**Texte extrait:**

Couvrir a minima ces coûts de production dans les contrats, c'est justement tout l'enjeu de la loi Égalim 2. La production porcine est elle aussi concernée...
J.-P. G. : "Oui, au 1er janvier 2022, comme en viande bovine, ce n'est plus l'aval mais les éleveurs qui vont proposer un contrat de vente aux acheteurs, coopératives comme privés. Des contrats de trois ans minimum avec des clauses de revoyure tous les six mois. Du fait de la concurrence internationale, le contexte est moins favorable dans la filière porcine pour imposer un prix
au-delà de 1,75 EUR quand bien même c'est indispensable pour faire face à l'inflation de nos charges, avec l'aliment qui a déjà pris 30 à 40 %."

Fin de la castration à vif
L'autre actualité du moment, c'est l'interdiction de la castration à vif des porcs. Comment les éleveurs vont-ils s'adapter ?

**Enregistrements listés:**
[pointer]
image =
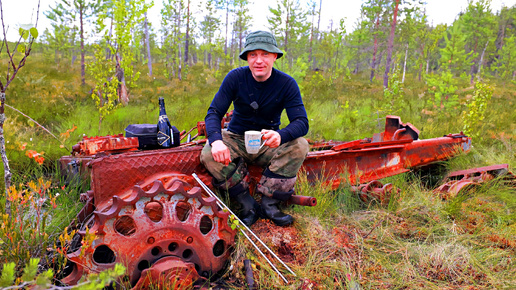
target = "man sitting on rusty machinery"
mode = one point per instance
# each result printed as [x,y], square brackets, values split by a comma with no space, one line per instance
[259,94]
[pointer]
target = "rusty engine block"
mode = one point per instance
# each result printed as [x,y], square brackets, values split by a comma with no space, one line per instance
[145,212]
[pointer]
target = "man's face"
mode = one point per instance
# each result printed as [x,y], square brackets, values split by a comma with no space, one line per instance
[261,62]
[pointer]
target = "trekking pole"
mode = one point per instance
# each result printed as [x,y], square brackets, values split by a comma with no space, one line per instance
[208,190]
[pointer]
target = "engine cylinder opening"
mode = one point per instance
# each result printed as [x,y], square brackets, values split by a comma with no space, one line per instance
[76,243]
[125,226]
[155,251]
[219,248]
[143,265]
[205,225]
[154,210]
[183,209]
[172,247]
[187,254]
[104,255]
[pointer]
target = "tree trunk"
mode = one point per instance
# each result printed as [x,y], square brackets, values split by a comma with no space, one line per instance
[389,47]
[311,38]
[375,48]
[187,35]
[5,161]
[404,65]
[149,59]
[226,36]
[83,71]
[482,58]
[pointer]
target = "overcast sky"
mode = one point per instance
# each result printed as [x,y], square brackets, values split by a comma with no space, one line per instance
[20,12]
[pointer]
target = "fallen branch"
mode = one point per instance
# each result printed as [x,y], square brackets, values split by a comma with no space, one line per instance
[41,126]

**Consigne:** Recopiez le passage de l'extrait sur la production porcine, en commençant à "Couvrir a minima" et en terminant à "elle aussi concernée...".

**Réponse:**
Couvrir a minima ces coûts de production dans les contrats, c'est justement tout l'enjeu de la loi Égalim 2. La production porcine est elle aussi concernée...